(SUPPLIED RECORDS Opens)
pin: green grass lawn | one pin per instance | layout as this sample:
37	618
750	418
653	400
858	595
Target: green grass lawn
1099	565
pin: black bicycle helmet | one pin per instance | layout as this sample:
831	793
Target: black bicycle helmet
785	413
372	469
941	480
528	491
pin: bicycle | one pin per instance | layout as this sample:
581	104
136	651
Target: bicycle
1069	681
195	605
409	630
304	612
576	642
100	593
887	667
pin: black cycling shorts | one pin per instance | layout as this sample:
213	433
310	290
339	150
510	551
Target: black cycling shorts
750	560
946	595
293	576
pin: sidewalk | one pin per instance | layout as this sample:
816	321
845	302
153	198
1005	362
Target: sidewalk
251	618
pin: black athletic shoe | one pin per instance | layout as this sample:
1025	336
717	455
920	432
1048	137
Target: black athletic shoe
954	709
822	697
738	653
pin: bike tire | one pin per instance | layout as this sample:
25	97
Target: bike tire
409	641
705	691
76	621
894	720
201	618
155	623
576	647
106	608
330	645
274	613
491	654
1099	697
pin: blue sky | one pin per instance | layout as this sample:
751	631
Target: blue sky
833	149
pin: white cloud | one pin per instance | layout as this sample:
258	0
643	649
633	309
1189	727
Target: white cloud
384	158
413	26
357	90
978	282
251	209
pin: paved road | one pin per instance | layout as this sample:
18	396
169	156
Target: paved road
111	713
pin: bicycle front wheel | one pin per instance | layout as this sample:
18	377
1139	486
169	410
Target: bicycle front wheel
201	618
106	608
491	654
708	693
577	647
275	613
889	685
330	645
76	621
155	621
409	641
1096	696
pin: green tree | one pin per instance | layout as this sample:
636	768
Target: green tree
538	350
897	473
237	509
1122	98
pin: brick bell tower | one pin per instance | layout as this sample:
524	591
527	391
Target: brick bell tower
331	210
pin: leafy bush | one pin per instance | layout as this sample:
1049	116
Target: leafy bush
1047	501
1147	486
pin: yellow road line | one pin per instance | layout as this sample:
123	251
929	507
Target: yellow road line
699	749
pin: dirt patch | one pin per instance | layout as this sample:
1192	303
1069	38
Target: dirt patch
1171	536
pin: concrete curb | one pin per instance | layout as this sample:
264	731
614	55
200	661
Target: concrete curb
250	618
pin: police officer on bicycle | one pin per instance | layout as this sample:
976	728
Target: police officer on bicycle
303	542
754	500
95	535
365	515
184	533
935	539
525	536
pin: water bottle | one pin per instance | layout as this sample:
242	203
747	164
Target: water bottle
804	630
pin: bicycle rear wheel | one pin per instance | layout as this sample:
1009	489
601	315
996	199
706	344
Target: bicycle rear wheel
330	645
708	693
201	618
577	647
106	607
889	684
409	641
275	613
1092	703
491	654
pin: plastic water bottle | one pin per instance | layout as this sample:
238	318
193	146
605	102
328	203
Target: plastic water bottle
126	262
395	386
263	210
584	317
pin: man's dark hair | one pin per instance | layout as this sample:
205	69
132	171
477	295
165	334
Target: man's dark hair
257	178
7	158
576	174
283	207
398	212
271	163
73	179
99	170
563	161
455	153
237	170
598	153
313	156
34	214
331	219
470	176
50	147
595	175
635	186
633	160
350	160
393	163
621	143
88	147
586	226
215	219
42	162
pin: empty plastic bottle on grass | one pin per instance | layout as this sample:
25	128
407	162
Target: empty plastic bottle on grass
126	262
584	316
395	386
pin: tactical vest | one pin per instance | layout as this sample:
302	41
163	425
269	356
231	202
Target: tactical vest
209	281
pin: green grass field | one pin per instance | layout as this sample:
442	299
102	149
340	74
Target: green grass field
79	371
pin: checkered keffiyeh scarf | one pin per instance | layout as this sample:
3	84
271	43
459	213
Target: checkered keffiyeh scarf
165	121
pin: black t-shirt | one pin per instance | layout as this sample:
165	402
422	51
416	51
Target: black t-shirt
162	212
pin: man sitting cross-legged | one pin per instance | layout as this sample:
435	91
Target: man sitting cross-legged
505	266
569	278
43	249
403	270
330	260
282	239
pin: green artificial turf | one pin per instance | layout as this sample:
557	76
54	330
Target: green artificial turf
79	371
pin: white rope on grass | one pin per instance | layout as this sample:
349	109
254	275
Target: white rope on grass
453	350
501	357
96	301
(SUPPLIED RECORDS Closes)
• _ABOUT THIS EXERCISE_: In full and without changes, repeat the listing.

• _TASK SOLUTION_:
pin: green grass lawn | one pin per instance | layout as this sample:
37	618
750	418
653	400
858	595
Target: green grass lawn
1099	565
pin: black bicycle helmet | one pin per instance | layout as this sample:
831	793
Target: black bicycle helmet
785	413
372	469
941	480
528	491
pin: bicycle | one pin per instance | layout as this sample:
581	104
136	651
Target: bicycle
1069	681
195	605
409	630
304	612
576	642
100	593
887	667
pin: black cycling shorts | one pin per instance | layout as this sample:
213	433
310	290
339	150
510	551
Target: black cycling shorts
750	560
946	595
293	576
pin: sidewalk | one pin per instance | layout as this sample:
816	321
845	302
153	198
1005	362
Target: sidewalk
251	618
pin: black athletic shoe | one pin per instance | layout as this sample:
1025	336
717	455
920	432
1048	137
Target: black athletic shoe
954	709
822	697
738	653
pin: bike tire | one pin per instance | layout as this sample:
25	97
Target: bike tire
409	641
705	691
76	621
894	720
201	618
155	623
576	647
106	608
330	645
274	613
491	654
1099	697
pin: blue sky | one pin per instance | layout as this sample:
751	631
Target: blue sky
833	149
pin: white cloud | one pin per instance | layout as this sample:
258	0
643	649
633	309
1189	727
Target: white cloud
384	158
413	26
357	90
978	282
251	209
pin: paved road | one pin per instance | layout as this sample:
18	396
169	156
Target: paved road
111	713
pin: bicycle front wheel | one pin per instance | layout as this sample:
18	377
1139	486
169	410
Target: bicycle front wheel
201	618
106	608
491	654
708	693
577	647
275	613
889	685
330	645
76	621
155	621
409	641
1096	696
pin: green tree | one pin per instance | layout as this sample:
636	768
Target: green tree
538	350
897	473
237	509
1122	98
pin: brick bell tower | one pin per instance | layout as this sample:
524	591
527	391
Target: brick bell tower
331	210
pin: leafy bush | one pin per instance | layout as this sample:
1049	116
Target: leafy bush
1047	501
1147	486
pin: yellow road line | one pin per instance | layout as this sample:
123	251
929	507
Target: yellow road line
699	749
pin: dirt patch | one pin per instance | layout as this sample:
1192	303
1069	38
Target: dirt patch
1171	536
pin: concrete curb | one pin per instance | layout as this sample:
264	731
614	55
200	661
Target: concrete curb
250	618
pin: police officer on bicycle | one pin per instance | layout as this sample:
976	728
Target: police officer on bicycle
303	542
754	500
95	535
365	515
184	533
935	539
525	536
pin: water bottle | one pin per instance | layout as this sample:
242	203
747	164
Target: water bottle
804	630
pin: bicycle rear wheel | one pin per instance | layout as this sample:
1009	489
601	315
996	199
706	344
Target: bicycle rear wheel
330	645
708	693
201	618
577	647
106	607
889	684
409	641
275	613
1092	703
491	654
pin: plastic water bottle | one pin per instance | layout as this sample:
238	318
193	146
605	102
328	203
Target: plastic water bottle
126	262
395	386
263	210
584	317
pin: man's dark hair | one pin per instance | layout as this sample:
205	69
132	171
477	295
165	334
Target: man's dark hair
257	178
7	158
576	174
283	207
398	212
271	163
73	179
99	170
563	161
455	153
237	170
598	153
313	156
34	214
331	219
470	176
50	147
595	175
635	186
633	160
350	160
393	163
621	143
88	147
586	226
215	219
42	162
pin: empty plastic bottle on grass | one pin per instance | layout as this sample:
25	128
407	162
Target: empty plastic bottle on grass
126	262
584	316
395	386
pin: tactical vest | one pin per instance | layout as this sample:
302	41
163	425
269	356
231	202
Target: tactical vest
209	281
pin: green grass field | one pin per instance | layout as this sample:
442	299
102	149
340	74
Target: green grass field
79	371
pin: checkered keffiyeh scarf | one pin per instance | layout as this sample:
3	84
271	43
459	213
Target: checkered keffiyeh scarf
165	121
pin: black t-shirt | one pin per instance | layout as this sample:
165	402
422	51
416	51
Target: black t-shirt
162	212
pin: man sitting cross-legged | one pin per instance | layout as this sample:
435	91
Target: man sitting cross-legged
505	266
569	278
43	249
403	270
330	260
282	239
pin: green artificial turf | one pin per instance | layout as this sample:
557	76
54	330
Target: green artificial turf
79	371
pin: white rope on grass | one pin per instance | layout as this sample:
349	109
254	275
Target: white rope on grass
453	350
501	357
96	301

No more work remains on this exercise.